# What to work on:
When a line of the entries contains "hood", please list that line.

# Data shown:

◇ ◇ ◇ ◇ ◇

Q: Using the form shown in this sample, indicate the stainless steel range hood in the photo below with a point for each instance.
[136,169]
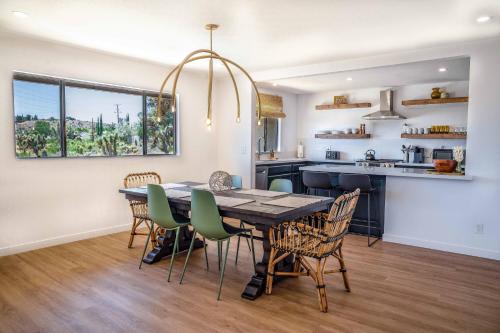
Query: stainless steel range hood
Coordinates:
[386,111]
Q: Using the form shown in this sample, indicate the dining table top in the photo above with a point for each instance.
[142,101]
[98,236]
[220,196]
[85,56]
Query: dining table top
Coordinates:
[267,207]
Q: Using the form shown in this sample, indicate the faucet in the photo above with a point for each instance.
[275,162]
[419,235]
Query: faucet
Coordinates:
[259,152]
[407,151]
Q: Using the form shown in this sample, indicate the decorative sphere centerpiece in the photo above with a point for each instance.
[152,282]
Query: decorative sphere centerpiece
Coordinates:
[220,181]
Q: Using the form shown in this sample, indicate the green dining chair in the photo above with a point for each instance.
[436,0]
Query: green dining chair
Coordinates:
[160,214]
[236,181]
[238,184]
[281,185]
[206,221]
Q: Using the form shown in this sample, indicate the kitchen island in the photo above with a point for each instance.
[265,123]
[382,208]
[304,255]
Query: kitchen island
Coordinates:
[388,195]
[380,171]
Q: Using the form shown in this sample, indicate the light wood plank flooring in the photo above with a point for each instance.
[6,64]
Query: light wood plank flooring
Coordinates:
[94,286]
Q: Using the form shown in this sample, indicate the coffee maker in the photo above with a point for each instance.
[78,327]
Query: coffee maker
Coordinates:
[417,155]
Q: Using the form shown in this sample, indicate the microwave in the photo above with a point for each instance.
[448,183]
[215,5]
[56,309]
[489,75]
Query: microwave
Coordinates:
[444,154]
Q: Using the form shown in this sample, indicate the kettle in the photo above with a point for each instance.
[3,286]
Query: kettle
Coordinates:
[370,155]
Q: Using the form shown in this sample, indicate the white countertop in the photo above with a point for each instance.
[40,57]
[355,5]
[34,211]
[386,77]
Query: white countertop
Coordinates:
[298,160]
[391,172]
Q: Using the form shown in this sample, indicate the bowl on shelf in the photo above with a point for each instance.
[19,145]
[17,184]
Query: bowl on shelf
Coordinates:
[445,165]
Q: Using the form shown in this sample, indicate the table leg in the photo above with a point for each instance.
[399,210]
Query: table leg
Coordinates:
[165,245]
[257,284]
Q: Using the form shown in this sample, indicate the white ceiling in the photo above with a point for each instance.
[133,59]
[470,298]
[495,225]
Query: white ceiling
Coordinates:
[457,69]
[257,34]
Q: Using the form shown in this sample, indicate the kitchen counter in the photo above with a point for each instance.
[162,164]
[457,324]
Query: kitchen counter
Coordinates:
[390,172]
[426,165]
[298,160]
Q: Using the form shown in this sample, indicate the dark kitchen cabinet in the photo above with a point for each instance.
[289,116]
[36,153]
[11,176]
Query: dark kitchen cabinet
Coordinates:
[261,181]
[265,174]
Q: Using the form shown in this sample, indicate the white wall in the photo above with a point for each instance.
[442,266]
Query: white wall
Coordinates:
[443,214]
[44,202]
[234,140]
[385,134]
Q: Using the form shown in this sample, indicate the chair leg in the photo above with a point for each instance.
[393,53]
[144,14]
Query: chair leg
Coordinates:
[145,247]
[270,272]
[205,248]
[153,236]
[369,219]
[188,255]
[132,233]
[296,264]
[343,269]
[253,251]
[320,285]
[237,250]
[174,249]
[219,252]
[223,268]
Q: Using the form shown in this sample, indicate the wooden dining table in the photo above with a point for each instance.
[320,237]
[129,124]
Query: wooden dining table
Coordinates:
[263,211]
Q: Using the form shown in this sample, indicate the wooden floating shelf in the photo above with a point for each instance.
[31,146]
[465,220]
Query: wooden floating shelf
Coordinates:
[343,106]
[411,102]
[342,136]
[434,136]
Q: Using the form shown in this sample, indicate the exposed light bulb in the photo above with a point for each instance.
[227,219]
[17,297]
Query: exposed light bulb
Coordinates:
[483,19]
[19,14]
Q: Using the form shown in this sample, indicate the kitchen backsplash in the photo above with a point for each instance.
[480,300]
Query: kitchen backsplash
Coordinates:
[385,133]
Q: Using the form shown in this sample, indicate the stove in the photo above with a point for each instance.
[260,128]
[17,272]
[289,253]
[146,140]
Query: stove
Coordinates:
[383,163]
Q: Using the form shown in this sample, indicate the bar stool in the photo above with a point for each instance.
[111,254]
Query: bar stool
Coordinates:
[317,181]
[350,182]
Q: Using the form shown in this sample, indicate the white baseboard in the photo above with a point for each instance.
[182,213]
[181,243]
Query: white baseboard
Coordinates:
[472,251]
[23,247]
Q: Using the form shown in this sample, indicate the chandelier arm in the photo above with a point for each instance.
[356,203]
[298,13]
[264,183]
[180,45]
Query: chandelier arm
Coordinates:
[210,86]
[259,111]
[178,68]
[185,61]
[212,55]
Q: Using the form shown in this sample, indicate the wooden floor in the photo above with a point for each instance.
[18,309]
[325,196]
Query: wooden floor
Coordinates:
[95,286]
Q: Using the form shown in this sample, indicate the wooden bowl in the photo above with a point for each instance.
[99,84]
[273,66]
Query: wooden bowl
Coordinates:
[445,165]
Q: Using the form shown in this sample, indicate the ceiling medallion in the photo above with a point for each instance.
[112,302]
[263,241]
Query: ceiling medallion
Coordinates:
[211,55]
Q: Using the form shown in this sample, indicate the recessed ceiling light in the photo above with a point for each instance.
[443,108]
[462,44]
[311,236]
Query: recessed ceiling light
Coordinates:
[483,19]
[19,14]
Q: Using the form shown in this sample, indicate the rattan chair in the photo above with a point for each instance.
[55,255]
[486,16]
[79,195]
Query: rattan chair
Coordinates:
[316,237]
[140,209]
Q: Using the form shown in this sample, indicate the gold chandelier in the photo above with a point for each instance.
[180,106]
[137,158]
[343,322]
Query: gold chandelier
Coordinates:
[211,55]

◇ ◇ ◇ ◇ ◇

# Final answer:
Q: Using the form shown in this sample, indicate the stainless steel range hood in the photo below with a point for each instance.
Query: stainless steel range hood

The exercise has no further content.